▸ GIVEN INSTRUCTION
Could you extract every line of the data below word for word, leaving the pictures out of your answer?

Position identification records
_ _ _ _ _ _ _

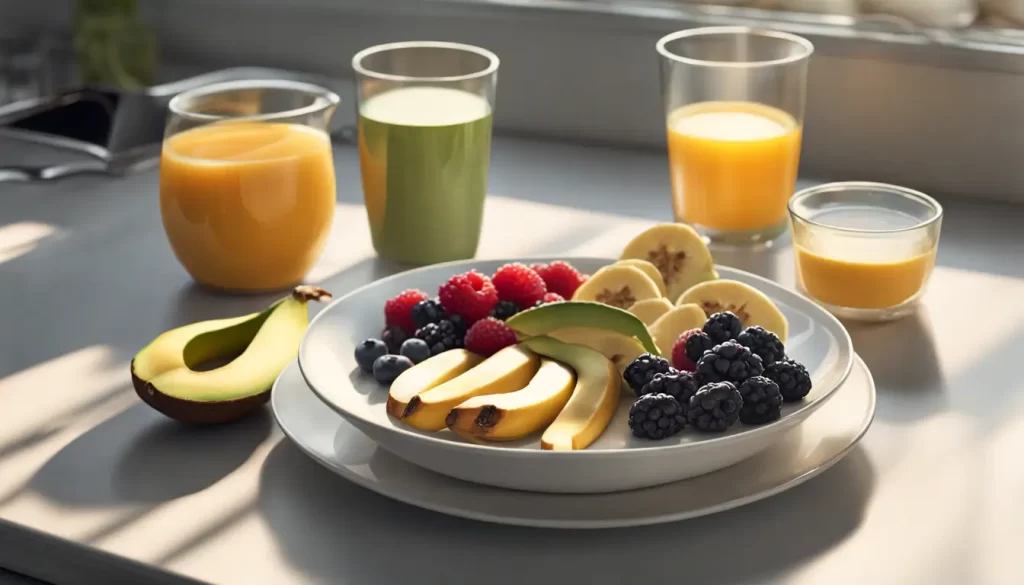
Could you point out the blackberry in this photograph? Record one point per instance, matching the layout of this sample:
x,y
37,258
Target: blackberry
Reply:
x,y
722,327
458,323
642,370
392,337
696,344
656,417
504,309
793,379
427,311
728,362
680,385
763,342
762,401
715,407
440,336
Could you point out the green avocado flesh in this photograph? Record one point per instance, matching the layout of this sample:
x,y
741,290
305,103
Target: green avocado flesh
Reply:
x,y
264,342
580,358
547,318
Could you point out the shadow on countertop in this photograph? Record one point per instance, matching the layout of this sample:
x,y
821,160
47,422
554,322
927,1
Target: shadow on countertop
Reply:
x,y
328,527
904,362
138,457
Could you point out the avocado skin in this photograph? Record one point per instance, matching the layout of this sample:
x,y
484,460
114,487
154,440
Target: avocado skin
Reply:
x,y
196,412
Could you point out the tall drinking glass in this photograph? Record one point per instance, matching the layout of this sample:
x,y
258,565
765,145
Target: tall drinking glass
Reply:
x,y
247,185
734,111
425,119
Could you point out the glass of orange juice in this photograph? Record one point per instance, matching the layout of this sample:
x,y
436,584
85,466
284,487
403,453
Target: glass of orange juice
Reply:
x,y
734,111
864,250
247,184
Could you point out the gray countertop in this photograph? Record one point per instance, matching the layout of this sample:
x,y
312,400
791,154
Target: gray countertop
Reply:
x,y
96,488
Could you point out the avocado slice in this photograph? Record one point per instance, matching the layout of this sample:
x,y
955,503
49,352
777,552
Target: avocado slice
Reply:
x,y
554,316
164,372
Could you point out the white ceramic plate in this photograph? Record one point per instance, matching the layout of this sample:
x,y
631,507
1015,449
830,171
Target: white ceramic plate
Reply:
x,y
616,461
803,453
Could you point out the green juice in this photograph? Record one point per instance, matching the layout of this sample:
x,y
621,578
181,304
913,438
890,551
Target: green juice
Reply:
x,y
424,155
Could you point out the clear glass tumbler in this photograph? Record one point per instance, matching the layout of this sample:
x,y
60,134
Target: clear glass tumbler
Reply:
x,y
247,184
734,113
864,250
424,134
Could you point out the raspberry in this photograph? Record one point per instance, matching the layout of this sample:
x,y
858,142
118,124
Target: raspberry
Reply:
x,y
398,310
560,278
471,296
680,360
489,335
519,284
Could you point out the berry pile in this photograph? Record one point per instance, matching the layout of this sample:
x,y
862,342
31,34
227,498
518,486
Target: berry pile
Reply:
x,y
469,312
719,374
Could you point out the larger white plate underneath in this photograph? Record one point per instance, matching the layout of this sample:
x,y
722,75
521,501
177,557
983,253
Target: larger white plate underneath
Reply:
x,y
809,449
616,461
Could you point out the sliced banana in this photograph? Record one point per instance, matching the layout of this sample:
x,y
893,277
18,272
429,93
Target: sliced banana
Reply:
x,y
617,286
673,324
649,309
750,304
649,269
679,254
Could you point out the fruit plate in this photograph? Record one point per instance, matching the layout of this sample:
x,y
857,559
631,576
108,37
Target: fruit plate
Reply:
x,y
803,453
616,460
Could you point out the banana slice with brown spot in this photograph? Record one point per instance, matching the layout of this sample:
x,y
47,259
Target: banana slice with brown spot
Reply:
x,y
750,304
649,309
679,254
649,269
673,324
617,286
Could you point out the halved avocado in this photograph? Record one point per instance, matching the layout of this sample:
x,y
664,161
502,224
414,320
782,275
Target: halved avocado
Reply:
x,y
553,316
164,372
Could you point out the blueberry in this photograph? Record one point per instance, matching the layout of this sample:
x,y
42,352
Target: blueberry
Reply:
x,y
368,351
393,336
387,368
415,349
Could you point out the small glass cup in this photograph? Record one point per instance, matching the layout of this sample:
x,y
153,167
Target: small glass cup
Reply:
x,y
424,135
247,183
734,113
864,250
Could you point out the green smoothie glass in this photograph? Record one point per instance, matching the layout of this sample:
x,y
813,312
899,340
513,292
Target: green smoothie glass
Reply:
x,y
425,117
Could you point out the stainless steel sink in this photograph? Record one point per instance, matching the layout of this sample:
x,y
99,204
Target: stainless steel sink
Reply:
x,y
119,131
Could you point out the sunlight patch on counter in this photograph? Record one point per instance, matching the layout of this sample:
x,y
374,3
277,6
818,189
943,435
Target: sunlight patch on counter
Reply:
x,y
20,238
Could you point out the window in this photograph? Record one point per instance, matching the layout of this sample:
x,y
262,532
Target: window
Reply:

_ _ _ _ _ _ _

▸ EXERCISE RESPONSE
Could you point out the blackberry in this photograph? Record one point per instance, matching the layout of this sample:
x,y
37,258
Target: blackberry
Reply:
x,y
722,327
458,323
642,370
392,337
696,344
656,417
504,309
793,379
427,311
728,362
680,385
763,342
762,401
715,407
440,336
Could you point out the green avocado flesh in this photograph? Record one point per instance, matching the layout of this sample:
x,y
741,290
305,103
Target: green avocado flesh
Reply:
x,y
264,342
580,358
547,318
Could you point out the shadow on countertop in this photograph? Record one point per instance, matching the layout of this sample:
x,y
821,160
47,422
554,322
927,1
Target: shadow on countertop
Reply:
x,y
328,527
904,362
138,457
Could you point out the avocado skin in this photograph? Record one point per instance, matching the layout of this sample:
x,y
484,460
114,487
154,440
Target: avocado skin
Reply:
x,y
196,412
Could you point out the tall drinking glass in this photograph? Record one point per instance, matching the layout of this sample:
x,y
258,565
765,145
Target: tall drinking glass
Reply:
x,y
247,185
734,111
425,119
Could you point out the glass of orange juice in this photograph? Record one point per instance, matching the layout of this sample:
x,y
436,584
85,466
284,487
403,453
Target: glass of orange juice
Reply:
x,y
734,111
864,250
247,184
Could you point out the gray countertop in this photograph? Record one point per instance, matching the layout of this sample:
x,y
312,400
791,154
Target: gray countertop
Reply:
x,y
96,488
Could you point out the avocado slice in this photograph? Record one point per instance, matching the layout of this sample:
x,y
955,503
49,352
777,552
Target: avocado slice
Reply:
x,y
554,316
164,372
Could you point out the white ceramic plate in this photograph? Record one point per instance, matching the layout of this sample:
x,y
631,507
1015,449
830,171
Target: white ceramic plate
Reply:
x,y
616,461
803,453
Could you point out the green juice in this photograph? Record one point per instance, matching the layout of this sample:
x,y
621,578
181,304
913,438
890,551
Target: green juice
Reply:
x,y
424,155
Could you point out the clear glass tumbler in this photograph? Record one point per instance, matching the layout of this sample:
x,y
60,134
Target: clear glass tumbler
Reply:
x,y
247,184
734,113
864,250
424,134
Could you point out the raspberry in this photograph? Record one point per instance, matching the layout of this sample:
x,y
858,142
118,124
Target: raspberry
Reply:
x,y
398,310
560,278
471,296
680,360
489,335
519,284
Could you point out the berry pile in this photograph? Record one point per instance, matching the layout of this sample:
x,y
862,342
31,34
227,498
518,486
Target: berry pile
Reply:
x,y
469,312
719,374
Could you point out the larger white plate underneath in this photograph? Record one point per instance, matching the layout of this sample:
x,y
722,75
521,501
177,557
983,253
Target: larger white plate underneath
Reply:
x,y
809,449
616,461
Could you point out the sliced banana in this photograph? Record one point per instance, matching the layout of this sample:
x,y
893,277
18,272
429,93
Target: sliced banana
Reply:
x,y
617,286
673,324
649,309
750,304
649,269
679,254
Could you point out the fruit plate in this photograph? Record one point per instance, matching the layout of this sample:
x,y
857,559
631,576
108,37
Target: fruit plate
Reply:
x,y
803,453
616,460
Could you point out the banana slice with brown spot in this photograph? Record one point per instance, matching the layout of this sample:
x,y
47,259
Target: banana slice with brown spot
Reply:
x,y
750,304
649,309
679,254
649,269
673,324
617,286
Could you point out the halved avocado in this photograph? Record one point per instance, matching the layout of this sample:
x,y
664,161
502,224
414,320
782,275
Target: halved avocado
Reply:
x,y
553,316
164,372
Could you point out the blueberry in this photograph? Record one point per instance, matching the layout of this sample:
x,y
42,352
Target: blueberry
Reply:
x,y
368,351
393,336
387,368
415,349
Could you point out the small glass cup in this photograph? Record one point per instance, matching the layout of this sample:
x,y
153,167
Target: small glass cup
Reply:
x,y
424,135
247,183
734,113
864,250
Could you point out the green smoothie glass in this photograph? Record one point per instance, matching the layout of this sample:
x,y
813,312
899,340
513,292
Target: green smoothie glass
Reply:
x,y
425,117
Could you point out the stainless steel sink in this photograph? Record one point per instance, matching the layout of this sample:
x,y
99,204
Target: stainless steel sink
Reply:
x,y
119,131
Could you point out the sunlight patch on counter in this photograph? Record one point per instance, matching the layout of this sample:
x,y
374,3
277,6
818,189
943,435
Target: sunlight patch on counter
Reply:
x,y
20,238
Could you point out the window in this photograph? Record one point per instance, matching the layout of this sample:
x,y
262,532
Target: window
Reply:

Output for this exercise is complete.